PASSAGE FOR REVIEW ::

******************************

Last updated on June 13th, 2024
From staff reports
The way Sonny Perdue sees it, Kalera and other hydroponic companies and farmers live out the USDA motto to “do right and feed everyone.”
Perdue, the U.S. secretary of agriculture, shared this assessment after a June 8 visit to Kalera’s recently opened 30,000-square-foot facility in Orlando, Florida.
“Daniel [Malechuk, the CEO] showed me and let me taste the Kalera Krunch. And it’s called that because you can hear crunching as you eat it,” he said.
Perdue, who’s a farmer and also a former two-term governor of Georgia, asked to tour Kalera as part of a broader, day-long trip to Florida. Kalera is a technology-driven vertical farming company that uses hydroponic production systems to grow lettuce faster, cleaner, at a lower cost and with less environmental impact.
After the tour and sampling some of Kalera’s lettuce, Perdue held a media briefing in which The Shelby Report took part.
“It’s good to be here to see really the innovative creativity and entrepreneurship of the United States of America, developing different, better ways to grow and provide food,” he said.
“Producing food for mankind is a noble cause – that really is something that’s necessity. And while I love the fact that Kalera and [Malechuk’s] team consider themselves farmers first, they are leveraging the future of technology in order to produce food in a more efficient way. That’s really what America is all about.”

******************************

DATASET EXCERPTS ::
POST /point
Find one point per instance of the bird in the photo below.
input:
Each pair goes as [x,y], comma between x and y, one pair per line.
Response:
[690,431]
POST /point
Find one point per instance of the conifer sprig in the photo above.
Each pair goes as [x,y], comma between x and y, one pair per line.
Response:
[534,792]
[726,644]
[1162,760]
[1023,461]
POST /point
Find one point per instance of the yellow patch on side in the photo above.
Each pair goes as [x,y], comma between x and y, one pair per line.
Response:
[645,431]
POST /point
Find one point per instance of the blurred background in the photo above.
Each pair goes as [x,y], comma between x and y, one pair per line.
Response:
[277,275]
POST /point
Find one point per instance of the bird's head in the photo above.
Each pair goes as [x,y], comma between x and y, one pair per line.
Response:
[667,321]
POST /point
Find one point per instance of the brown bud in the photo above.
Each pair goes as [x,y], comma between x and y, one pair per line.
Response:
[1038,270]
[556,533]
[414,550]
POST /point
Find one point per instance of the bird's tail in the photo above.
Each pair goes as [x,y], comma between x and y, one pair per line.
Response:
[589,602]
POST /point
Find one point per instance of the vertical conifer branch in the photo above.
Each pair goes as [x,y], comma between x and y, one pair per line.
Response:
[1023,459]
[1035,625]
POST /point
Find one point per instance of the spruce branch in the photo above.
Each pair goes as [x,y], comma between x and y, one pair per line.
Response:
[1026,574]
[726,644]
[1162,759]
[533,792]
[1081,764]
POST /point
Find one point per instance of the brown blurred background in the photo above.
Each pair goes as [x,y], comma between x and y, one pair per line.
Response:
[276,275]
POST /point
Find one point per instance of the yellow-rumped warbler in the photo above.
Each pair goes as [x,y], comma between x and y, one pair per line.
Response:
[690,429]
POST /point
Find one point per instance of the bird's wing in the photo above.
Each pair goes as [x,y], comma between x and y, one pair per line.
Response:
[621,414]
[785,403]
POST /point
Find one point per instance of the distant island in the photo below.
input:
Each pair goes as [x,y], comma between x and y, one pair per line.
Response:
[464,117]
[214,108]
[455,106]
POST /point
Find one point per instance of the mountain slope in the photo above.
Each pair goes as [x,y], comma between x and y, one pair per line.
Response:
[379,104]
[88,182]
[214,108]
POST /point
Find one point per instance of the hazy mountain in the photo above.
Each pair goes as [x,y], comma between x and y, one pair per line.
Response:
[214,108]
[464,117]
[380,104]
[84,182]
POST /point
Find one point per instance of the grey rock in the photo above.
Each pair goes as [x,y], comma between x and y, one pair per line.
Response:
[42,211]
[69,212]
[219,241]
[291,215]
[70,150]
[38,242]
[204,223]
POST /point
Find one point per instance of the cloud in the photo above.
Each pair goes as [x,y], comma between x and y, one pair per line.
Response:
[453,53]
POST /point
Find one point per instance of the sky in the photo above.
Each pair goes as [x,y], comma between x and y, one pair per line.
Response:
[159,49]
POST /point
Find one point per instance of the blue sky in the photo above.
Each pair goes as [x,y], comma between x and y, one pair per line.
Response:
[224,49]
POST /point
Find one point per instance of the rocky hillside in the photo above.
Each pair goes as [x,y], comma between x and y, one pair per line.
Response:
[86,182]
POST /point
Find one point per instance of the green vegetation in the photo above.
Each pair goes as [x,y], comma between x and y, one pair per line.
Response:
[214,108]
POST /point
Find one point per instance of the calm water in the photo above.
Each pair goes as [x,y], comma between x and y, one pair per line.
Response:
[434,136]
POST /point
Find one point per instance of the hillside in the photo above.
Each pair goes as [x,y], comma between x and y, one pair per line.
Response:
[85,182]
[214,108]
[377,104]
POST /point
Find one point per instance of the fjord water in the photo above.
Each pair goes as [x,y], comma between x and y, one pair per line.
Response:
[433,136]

******************************

YOUR TASKS ::
A – In the article on Sonny Perdue's visit to Kalera, how large is the Orlando facility he toured?
B – Reproduce the passage of the article on Sonny Perdue's Kalera visit that starts at "Perdue, the U.S." and ends at "Report took part.".
C – Carry on the article about Sonny Perdue's Kalera visit from the point where it stops.
You can set the rows aside; none of the work here depends on them.

ANSWERS TO THIS EXERCISE ::
A – It is 30,000 square feet.

B –
Perdue, the U.S. secretary of agriculture, shared this assessment after a June 8 visit to Kalera’s recently opened 30,000-square-foot facility in Orlando, Florida.
“Daniel [Malechuk, the CEO] showed me and let me taste the Kalera Krunch. And it’s called that because you can hear crunching as you eat it,” he said.
Perdue, who’s a farmer and also a former two-term governor of Georgia, asked to tour Kalera as part of a broader, day-long trip to Florida. Kalera is a technology-driven vertical farming company that uses hydroponic production systems to grow lettuce faster, cleaner, at a lower cost and with less environmental impact.
After the tour and sampling some of Kalera’s lettuce, Perdue held a media briefing in which The Shelby Report took part.

C –
During his remarks, the conversation quickly shifted to COVID-19 and its effects on the agriculture industry and economy. Perdue noted how vegetables in Florida that were ready to be harvested for foodservice customers had nowhere to go after that industry shut down.
“That’s one of the reasons we’re going to be going to a farmers-to-families food box event in Lakeland later today,” he said. “It’s [a] reasonably designed program to connect farmers’ production through suppliers and distributors to the food banks and other nonprofits that can deliver that food.”
In addition to produce, meat processing took a big hit.
“We had an inordinate amount of COVID infections within those facilities,” he said. “We had a real economic crisis there, where we were in threat of these processing plants being closed and not being able to provide pork and beef and poultry for our meat cases.
“The president issued an executive order with CDC guidelines, OSHA guidelines, threading that needle for keeping people safe.”
Following Perdue’s visit, Shelby Southeast VP Tom Bachmann talked with Malechuk about how Kalera adjusted and accelerated its transition to retail. The company, which had tailored its business to the foodservice industry, had already begun shifting to a 50 percent foodservice/50 percent food retail model.
“We pivoted and were very active in giving back to the [Orlando] community,” he said. “We did giveaway events where I took the team – we filled up a truck with 1,000 cases of product – and we had customers, residents of Orlando, lined up a mile deep at some.”
And, for Malechuk, the events were also a way to connect with the community. He shared the story of a nurse who couldn’t get to grocery stores before they closed at night. “And so, to be able to get fresh, healthy produce – she was in tears.”
Part of Kalera’s shift has helped the company expand its name recognition. That timing has been key as Kalera is gearing up to open a new hydroponic facility in early 2021 in Atlanta, Georgia. It will be similar to its Orlando location but double the size.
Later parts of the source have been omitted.